**WHAT YOU HAVE TO DO:** Render the lines from the one that contains "of the white" through the one that contains "170], [182, 214]]" as a two-column CSV with the headers input and output. Give one row for each text and its answer, with each value in a single quoted field and line breaks replaced by spaces.

**STORED ROWS:**

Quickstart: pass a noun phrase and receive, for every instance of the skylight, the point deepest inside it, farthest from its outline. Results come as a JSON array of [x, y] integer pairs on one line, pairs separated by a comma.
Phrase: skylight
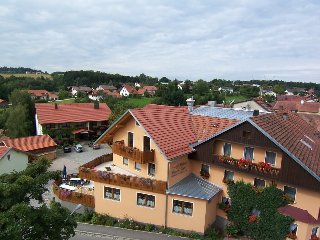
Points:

* * *

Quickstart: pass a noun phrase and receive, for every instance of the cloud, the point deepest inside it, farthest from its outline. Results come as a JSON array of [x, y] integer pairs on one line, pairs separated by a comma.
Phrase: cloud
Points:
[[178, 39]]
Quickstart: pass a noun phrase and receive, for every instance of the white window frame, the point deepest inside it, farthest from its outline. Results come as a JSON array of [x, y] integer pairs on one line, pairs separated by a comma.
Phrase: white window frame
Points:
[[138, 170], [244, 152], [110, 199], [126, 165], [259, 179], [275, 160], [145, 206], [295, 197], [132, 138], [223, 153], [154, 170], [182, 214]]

**FINAL RESULT:**
input,output
"Quickstart: pass a noun phrase and receive, for every instance of the white window frame, the point deepest inside it, farthest from its outline. Results come as a JSON array of [x, y] integer pairs on one line, pairs separated by a comma. Phrase: white window frame Points:","[[138, 170], [244, 152], [110, 199], [126, 165], [259, 179], [275, 160], [145, 206], [295, 197], [132, 138], [223, 153], [154, 170], [182, 214]]"